_STUDY QUESTIONS_
1 – Answer these questions on the passage about Reich and sexuality, one per line:
(a) What does the passage call the genitals?
(b) What did Freud argue for, and what did Reich argue for?
(c) In which of Reich's works, according to the passage, did he come to understand the social generation of psychopathology?
2 – Carry on the passage about Reich and sexuality, starting after its final sentence.

_DOCUMENT SECTION_
A satisfying genital sexual life (as, presumably, self-reported) may even have nothing to do with the maintenance of mental health, it may, once again, simply be a manifestation of a satisfying emotional life, which is the primary cause of partial neurotic resolution, and indeed this seems rather more likely.

So the genitals are a battleground. On the one hand, the wounded sense of self directs energy against them and seeks release through them; on the other, reality intrudes by this channel too in the erotic response.

It is important to realize that what we are talking about here is “normal” sexuality, not (only) morbidity. In other words, it is the sexuality which Reich viewed as homomorphic to mental and physical health. Freud argued for sublimation, and Reich for dissipation of sexual drives. But the reality is that the sexual drive which Reich wished to dissipate through the orgasm, is itself stubbornly neurotic and the remedy Reich prescribed merely anchors this neurosis. If it does anything else, then that is merely by chance. It is entirely possible that it is better to dissipate certain energies in this way than to channel and manifest them in available alternative ways, although I am not sure about this because the genitals are at the origin of many psychopathologies and the apparent release may therefore be only temporary – moreover, sex typically involves two people and this release may therefore be, and probably often is, at the expense of the other. In any case, this does not by itself determine that Reich has described healthy sexual behavior. Of course, Reich’s findings are indelibly influenced by the clinical context of his and Freud’s work, even if he went on to well understand, in his most important work on child psychology, the social generation of psychopathology which determined the passing on of neuroses from one generation to the next.

_GIVEN RECORDS_
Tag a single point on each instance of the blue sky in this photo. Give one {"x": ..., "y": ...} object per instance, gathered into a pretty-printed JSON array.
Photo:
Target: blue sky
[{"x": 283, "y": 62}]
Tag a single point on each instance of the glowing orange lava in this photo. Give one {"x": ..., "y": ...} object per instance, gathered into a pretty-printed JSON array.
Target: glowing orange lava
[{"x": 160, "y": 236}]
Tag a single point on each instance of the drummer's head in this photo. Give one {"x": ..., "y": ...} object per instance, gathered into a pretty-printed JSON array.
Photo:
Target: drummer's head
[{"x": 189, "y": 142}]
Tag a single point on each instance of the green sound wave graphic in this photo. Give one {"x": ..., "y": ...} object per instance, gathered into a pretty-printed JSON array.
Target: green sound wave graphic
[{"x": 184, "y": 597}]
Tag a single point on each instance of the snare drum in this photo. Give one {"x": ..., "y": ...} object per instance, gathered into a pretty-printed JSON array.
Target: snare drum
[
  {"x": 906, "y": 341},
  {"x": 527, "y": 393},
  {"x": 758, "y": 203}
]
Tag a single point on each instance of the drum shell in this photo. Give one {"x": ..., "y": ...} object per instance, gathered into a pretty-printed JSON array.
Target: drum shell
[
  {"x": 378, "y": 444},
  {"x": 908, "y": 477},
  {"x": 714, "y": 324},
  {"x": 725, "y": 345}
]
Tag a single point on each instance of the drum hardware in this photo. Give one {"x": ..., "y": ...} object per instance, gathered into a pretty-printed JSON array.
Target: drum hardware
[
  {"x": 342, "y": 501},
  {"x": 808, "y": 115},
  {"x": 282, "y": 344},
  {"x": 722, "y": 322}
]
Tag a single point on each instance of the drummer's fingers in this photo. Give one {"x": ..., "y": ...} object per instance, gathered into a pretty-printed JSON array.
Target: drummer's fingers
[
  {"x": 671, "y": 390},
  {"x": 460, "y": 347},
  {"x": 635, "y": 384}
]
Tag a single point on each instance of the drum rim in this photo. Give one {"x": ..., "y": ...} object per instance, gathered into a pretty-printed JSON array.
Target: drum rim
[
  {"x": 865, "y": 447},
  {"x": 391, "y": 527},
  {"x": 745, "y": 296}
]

_NUMBERED RESPONSES_
1 –
(a) A battleground.
(b) Freud argued for sublimation, and Reich argued for dissipation of sexual drives.
(c) In his most important work on child psychology.

2 –
When we observe sexual neurosis, we have not merely to prescribe genital release as a means of managing it; we have to look, in full Reichian logic, at what is generating this neurosis. And what is generating it is the wounded sense of self. In order to heal this, we need to step out of this subjectivity and observe objectively.

Here, sexuality can help, but only if we let it. Instrumentalizing sexuality closes all possibility that it will awaken us. It is merely another manifestation of the defense mechanisms that the wounded self has mastered. Rather, we must seek to deinstrumentalize it, just to experience it, to allow it to surprise us, to ensure it is placed firmly outside of our control so that it may be a gateway to challenge our self-construction and make us confront the fact that reality is other. And this is not only true of sex; it is true of all sensory phenomena. They are either a way out or a way in; and we must make them a way in. When our constructed self, our psychophysical armor, is permanently exposed to contradiction and cannot escape, only then are we free of it and living authentically.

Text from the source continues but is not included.